Written problem: Reproduce all the lines exactly as they stand, apart from the pictures.
___ Source records ___
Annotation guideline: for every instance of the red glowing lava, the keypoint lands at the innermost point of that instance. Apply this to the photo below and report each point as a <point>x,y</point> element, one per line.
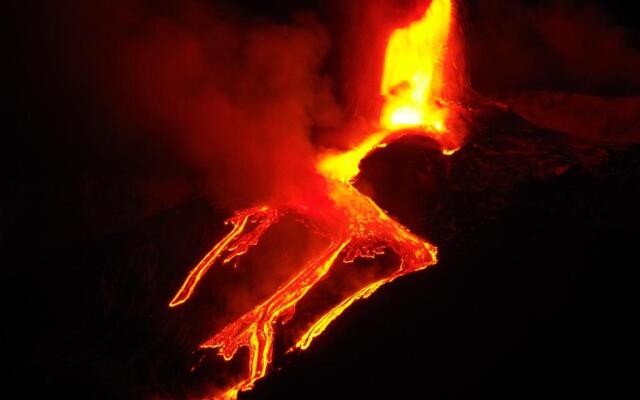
<point>412,86</point>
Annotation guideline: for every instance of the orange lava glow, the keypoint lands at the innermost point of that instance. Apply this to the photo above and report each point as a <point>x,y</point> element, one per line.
<point>412,85</point>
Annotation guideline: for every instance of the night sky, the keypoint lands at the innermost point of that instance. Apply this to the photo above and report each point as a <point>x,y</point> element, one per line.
<point>112,192</point>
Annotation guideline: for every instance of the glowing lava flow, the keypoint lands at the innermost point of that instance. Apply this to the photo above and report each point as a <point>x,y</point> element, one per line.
<point>412,87</point>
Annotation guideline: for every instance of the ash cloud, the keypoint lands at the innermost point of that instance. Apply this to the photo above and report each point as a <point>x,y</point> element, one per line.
<point>233,97</point>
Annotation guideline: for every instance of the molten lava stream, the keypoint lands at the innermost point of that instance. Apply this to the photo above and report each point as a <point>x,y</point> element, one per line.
<point>413,86</point>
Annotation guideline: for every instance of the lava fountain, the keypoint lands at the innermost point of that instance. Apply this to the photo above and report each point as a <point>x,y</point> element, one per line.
<point>417,99</point>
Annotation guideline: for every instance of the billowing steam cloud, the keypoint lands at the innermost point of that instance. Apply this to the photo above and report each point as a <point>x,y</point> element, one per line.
<point>235,97</point>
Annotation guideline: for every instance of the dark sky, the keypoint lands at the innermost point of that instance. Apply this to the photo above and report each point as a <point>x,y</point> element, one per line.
<point>105,167</point>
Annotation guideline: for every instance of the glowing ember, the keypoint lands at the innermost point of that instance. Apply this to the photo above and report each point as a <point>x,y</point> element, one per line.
<point>412,86</point>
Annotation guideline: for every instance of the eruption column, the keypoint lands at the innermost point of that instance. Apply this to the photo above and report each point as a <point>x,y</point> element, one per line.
<point>413,87</point>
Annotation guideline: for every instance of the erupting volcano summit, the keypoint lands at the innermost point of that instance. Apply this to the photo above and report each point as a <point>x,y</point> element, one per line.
<point>419,62</point>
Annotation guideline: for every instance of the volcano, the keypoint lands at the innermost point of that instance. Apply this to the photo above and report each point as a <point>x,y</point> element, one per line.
<point>203,219</point>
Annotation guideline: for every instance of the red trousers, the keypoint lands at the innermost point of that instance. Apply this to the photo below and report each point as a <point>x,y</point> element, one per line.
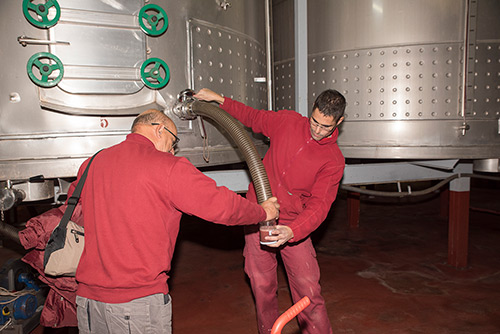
<point>303,277</point>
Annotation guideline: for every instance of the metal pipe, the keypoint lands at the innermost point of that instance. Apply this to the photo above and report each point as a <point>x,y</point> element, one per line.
<point>10,232</point>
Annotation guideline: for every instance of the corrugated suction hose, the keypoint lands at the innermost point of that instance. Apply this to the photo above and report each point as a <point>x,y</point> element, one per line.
<point>245,144</point>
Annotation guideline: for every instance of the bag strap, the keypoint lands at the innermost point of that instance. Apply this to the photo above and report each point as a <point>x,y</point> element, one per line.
<point>75,197</point>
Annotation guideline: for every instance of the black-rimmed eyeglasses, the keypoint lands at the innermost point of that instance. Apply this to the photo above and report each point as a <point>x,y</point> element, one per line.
<point>323,127</point>
<point>176,140</point>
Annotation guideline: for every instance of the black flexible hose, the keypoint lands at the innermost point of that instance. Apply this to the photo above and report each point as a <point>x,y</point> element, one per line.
<point>245,144</point>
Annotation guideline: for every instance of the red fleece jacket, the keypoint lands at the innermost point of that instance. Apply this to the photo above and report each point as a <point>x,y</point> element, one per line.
<point>304,173</point>
<point>132,203</point>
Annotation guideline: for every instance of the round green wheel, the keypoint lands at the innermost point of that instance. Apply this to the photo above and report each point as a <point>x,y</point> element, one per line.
<point>155,73</point>
<point>156,19</point>
<point>47,64</point>
<point>38,13</point>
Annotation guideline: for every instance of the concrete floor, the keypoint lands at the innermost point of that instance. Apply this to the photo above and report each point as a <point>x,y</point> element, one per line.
<point>388,276</point>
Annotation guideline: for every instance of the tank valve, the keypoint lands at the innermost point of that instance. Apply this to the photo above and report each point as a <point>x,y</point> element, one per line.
<point>183,108</point>
<point>10,196</point>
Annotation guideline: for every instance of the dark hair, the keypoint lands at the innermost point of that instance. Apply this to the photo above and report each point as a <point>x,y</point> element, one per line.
<point>330,103</point>
<point>150,116</point>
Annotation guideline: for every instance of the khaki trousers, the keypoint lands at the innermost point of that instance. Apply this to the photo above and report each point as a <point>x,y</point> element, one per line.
<point>150,314</point>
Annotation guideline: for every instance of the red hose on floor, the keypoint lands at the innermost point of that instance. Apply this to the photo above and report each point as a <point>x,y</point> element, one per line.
<point>289,315</point>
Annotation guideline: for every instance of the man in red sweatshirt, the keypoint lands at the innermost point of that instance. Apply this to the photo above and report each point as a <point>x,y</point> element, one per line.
<point>304,166</point>
<point>132,202</point>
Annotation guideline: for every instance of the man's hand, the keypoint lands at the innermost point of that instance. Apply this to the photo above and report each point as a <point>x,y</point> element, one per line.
<point>271,207</point>
<point>282,234</point>
<point>206,94</point>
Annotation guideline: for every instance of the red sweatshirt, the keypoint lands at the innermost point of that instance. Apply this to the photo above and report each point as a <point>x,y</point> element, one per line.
<point>132,203</point>
<point>304,173</point>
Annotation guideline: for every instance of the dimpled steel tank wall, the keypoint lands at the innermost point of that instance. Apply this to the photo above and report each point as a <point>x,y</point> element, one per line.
<point>76,73</point>
<point>421,78</point>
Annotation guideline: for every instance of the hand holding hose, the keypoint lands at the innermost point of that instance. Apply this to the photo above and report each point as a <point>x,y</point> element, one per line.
<point>271,207</point>
<point>206,94</point>
<point>281,234</point>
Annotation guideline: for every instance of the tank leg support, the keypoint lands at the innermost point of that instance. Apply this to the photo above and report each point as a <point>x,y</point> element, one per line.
<point>353,204</point>
<point>458,223</point>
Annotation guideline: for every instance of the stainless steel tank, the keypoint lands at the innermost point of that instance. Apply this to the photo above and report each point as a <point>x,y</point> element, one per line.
<point>421,78</point>
<point>76,73</point>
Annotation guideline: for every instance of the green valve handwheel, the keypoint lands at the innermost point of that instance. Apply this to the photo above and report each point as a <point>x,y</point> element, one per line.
<point>155,73</point>
<point>38,13</point>
<point>155,17</point>
<point>46,76</point>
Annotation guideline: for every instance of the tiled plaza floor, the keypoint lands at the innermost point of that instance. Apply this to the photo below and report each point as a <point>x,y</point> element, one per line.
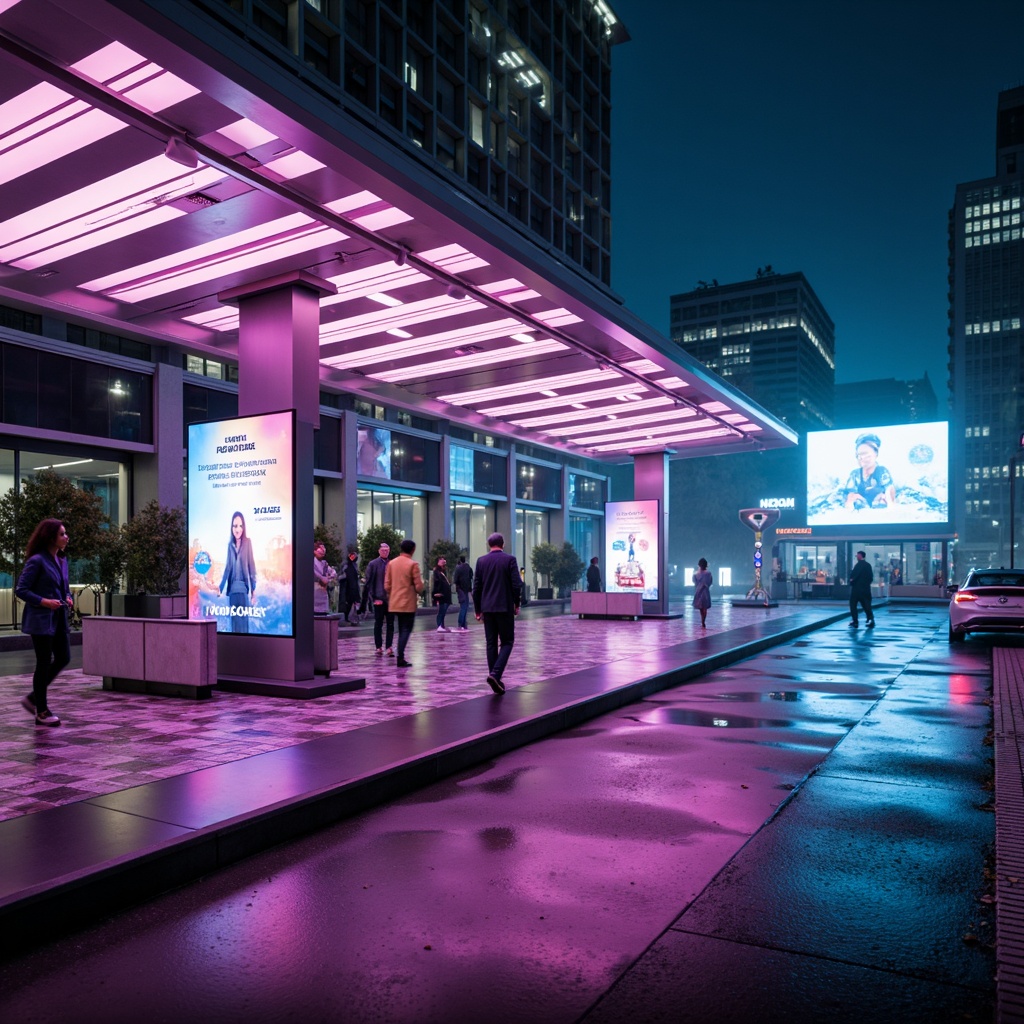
<point>110,740</point>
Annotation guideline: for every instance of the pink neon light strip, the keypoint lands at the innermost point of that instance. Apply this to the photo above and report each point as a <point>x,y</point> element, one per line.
<point>421,346</point>
<point>491,357</point>
<point>619,411</point>
<point>594,376</point>
<point>409,314</point>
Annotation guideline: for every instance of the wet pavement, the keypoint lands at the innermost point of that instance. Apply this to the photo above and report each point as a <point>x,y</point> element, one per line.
<point>801,836</point>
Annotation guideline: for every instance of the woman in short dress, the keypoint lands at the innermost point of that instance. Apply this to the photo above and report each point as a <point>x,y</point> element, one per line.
___
Task answer:
Annotation guideline: for every instance of the red glowing lava, the keypoint lands at the innermost point of that instance. Apply this to the photo below and report each point as a <point>x,y</point> element, one per line.
<point>412,86</point>
Annotation guideline: for every instance of the orange lava glow, the keypoint lands at the innermost point of that instance. Apply this to the photo above and report each point as a <point>x,y</point> element, one per line.
<point>412,85</point>
Annotation guideline: for every instance of the night sky, the keypoint lands at the innermost point of that instance. Apply this to the photo above and report each point as a <point>x,y</point> element, one per line.
<point>112,192</point>
Annotation guideline: for every instance of the glowing lava flow, the keypoint lands at the innermost point of that instance. Apply this to the photo above and report each point as a <point>x,y</point> element, one per line.
<point>412,87</point>
Annotation guideline: for every instance of the ash cloud, the keypoint lands at the innermost point of that instance. Apply this to the photo above and report each point as a <point>x,y</point> element, one per line.
<point>233,97</point>
Annotation guideline: for every instance of the molten lava stream, the keypoint lands at the innermost point of that instance. Apply this to the photo above and report each point as a <point>x,y</point> element, one per line.
<point>413,86</point>
Annotation guideline: for every instance of the lava fountain, the keypoint lands at the innermost point of that instance. Apply this to the photo above and report each point as a <point>x,y</point> element, one per line.
<point>417,99</point>
Annotation guideline: for every instance of the billowing steam cloud, the keypoint lands at the innermost point of that instance. Apply this to the photo above and report each point as a <point>x,y</point> element, one per line.
<point>235,97</point>
Annotation guideline: for every instance of the dark sky, the keypoint lands at the innermost point of that instance. Apply this to the photo above and report each point as a <point>x,y</point> element, one per line.
<point>105,167</point>
Annotation guideline: for every instance of the glowing ember, the keypoint lands at the innermost point of that instance. Apply this to the photo above and report each point as a <point>x,y</point> element, one per line.
<point>412,86</point>
Annotation guideline: for every instance of the eruption column, the keypoint lands at the innermost point of that instance. Apply this to the photo above and report each point as a <point>x,y</point> element, one per line.
<point>413,87</point>
Annotation guideline: for every instance of the erupting volcano summit, the keypoint lands at the innermost point of that instance. Apply this to the photo above and report each point as a <point>x,y</point> element, one per line.
<point>419,62</point>
Annotation guideline: for every instance of the volcano, the keypoint lands at the innermost point of that instance. Apply this to the photo above and report each point as a <point>x,y</point> element, one per line.
<point>203,219</point>
Annotation guideline: for every instance of the red trousers, the keypoint lands at the innermost point of that instance. Apply this to the photo below and report each point as a <point>x,y</point> element, one per line.
<point>303,277</point>
Annotation guideline: for every instance of the metal pipe, the keypoint lands at the innermost point of that instance. Apply this to the photo above and report each point as a <point>x,y</point> element, one per line.
<point>10,232</point>
Annotation guideline: for every instance of the corrugated suction hose, the keypoint lands at the innermost point of that instance. Apply this to the photo above and report each point as a <point>x,y</point> element, one per line.
<point>245,144</point>
Annotation guideline: for every instance of the bag strap, the keypoint lands at the innermost point of that instance. Apply this to the photo above and report each point as a <point>x,y</point> element, one per line.
<point>75,197</point>
Annotation guideline: for every instance of the black-rimmed eyeglasses, the keypoint lands at the innermost point of that instance. Apply this to the photo above and report each point as a <point>x,y</point> element, one per line.
<point>323,127</point>
<point>176,140</point>
Annotation guideline: for every instance of the black flexible hose, the keypoint lands at the innermost point of that instance. Apply this to the photo above and report each point as a <point>x,y</point> element, one per line.
<point>245,144</point>
Annotation guideline: for every instance of the red fleece jacket, the keypoint lands at the innermost point of that instance. Apply this to the photo above and report each point as a <point>x,y</point> element, one per line.
<point>304,173</point>
<point>132,203</point>
Annotation guideline: for every instance of the round green wheel, the keypoint lands at the innermost point of that instance. Apply this to the photo above and report each point as a <point>x,y</point> element, one per line.
<point>155,73</point>
<point>156,19</point>
<point>47,64</point>
<point>38,13</point>
Annotation guideline: for every instance of the concrete floor, the keypoint lands at the innermost point of that instance. Apply this to the photo above and report each point as a <point>x,y</point> element, one per line.
<point>388,276</point>
Annotation guideline: for every instance of the tank valve, the keypoint lands at the innermost point of that instance. Apply this to the photo above and report each point as a <point>x,y</point> element, one per line.
<point>183,108</point>
<point>10,196</point>
Annotation guideline: for every instance of the dark hair, the keypoint lands at the innermost point of that instance. Apply this to the photo above and report each point as a <point>x,y</point> element, one per line.
<point>330,103</point>
<point>150,116</point>
Annotation guideline: for every instance of the khaki trousers, the keypoint lands at the innermost point of that instance. Apply this to the photo above and report each point as a <point>x,y</point> element, one per line.
<point>150,314</point>
Annotation guideline: for every instance of the red hose on floor, the keypoint lands at the innermost point of that instance. Apply this to the photo above and report each point as a <point>x,y</point> element, one per line.
<point>289,315</point>
Annotation guideline: for every instance of the man in red sweatshirt, the keypoint lands at the innermost point of that instance. Apply this to the photo above and report each point as a <point>x,y</point> element, one per line.
<point>304,166</point>
<point>132,202</point>
Annotation guideline: for every instance of the man's hand, the keypoint lands at the innermost point of that instance. Apply this to the photo above and report each point as a <point>x,y</point> element, one per line.
<point>271,207</point>
<point>282,234</point>
<point>206,94</point>
Annotation guideline: for every instance of the red sweatshirt, the keypoint lands at the innermost point of that instance. Apply this to the photo above and report each point as a <point>x,y</point> element, one per line.
<point>132,203</point>
<point>304,173</point>
Annotation guideline: for every instance of the dimpled steel tank wall, the keypoint lands at the innermost point of that instance. Apply this to the photo above and report each point as a <point>x,y</point> element, one per line.
<point>76,73</point>
<point>421,78</point>
Annotation guideline: for every instance of the hand holding hose, the keypoint lands at the innermost point of that instance. Apply this to the photo above and report each point as a <point>x,y</point> element, one per line.
<point>271,207</point>
<point>206,94</point>
<point>281,234</point>
Annotation guideline: for every instance of the tank leg support, the keypoint lands at the innermost point of that instance. Apply this to the photo above and report each point as a <point>x,y</point> element, one per line.
<point>353,204</point>
<point>458,223</point>
Annotation guideline: for every instance of the stainless steel tank, the keypoint lands at the innermost point of that instance. Apply this to the photo above and report each point as a <point>x,y</point> element, one per line.
<point>421,78</point>
<point>76,73</point>
Annotation guideline: for every instance of the green valve handwheel, the keypoint lands at the innermost point of that instance. Apply this to the photo above and report each point as a <point>x,y</point> element, one per line.
<point>155,73</point>
<point>38,13</point>
<point>155,17</point>
<point>46,76</point>
Annotation guideline: for every instance of the tiled plaza floor, the keypoint lands at the innermost point of that instance. Apply this to the photo below and report each point as a <point>x,y</point> element, one per line.
<point>110,740</point>
Annotation guideline: for every instance of the pink neon light strip, the keypoint lands at the innermost point of that instance. Apply this to the photo above and report each point as a <point>x,y</point> element, one per line.
<point>421,346</point>
<point>491,357</point>
<point>619,411</point>
<point>594,376</point>
<point>409,314</point>
Annotation guideline: for every instance of the wet pavement, the keypoint lands at the innermost point of that instance. Apply this to the photo above and report each point as a <point>x,y</point> element, one per line.
<point>801,836</point>
Annotation guideline: for every instance of the woman in short dress, the keypoint lands at the innermost point of that instance. Apply this to the photo above and report each point as a <point>x,y</point> element, one per line.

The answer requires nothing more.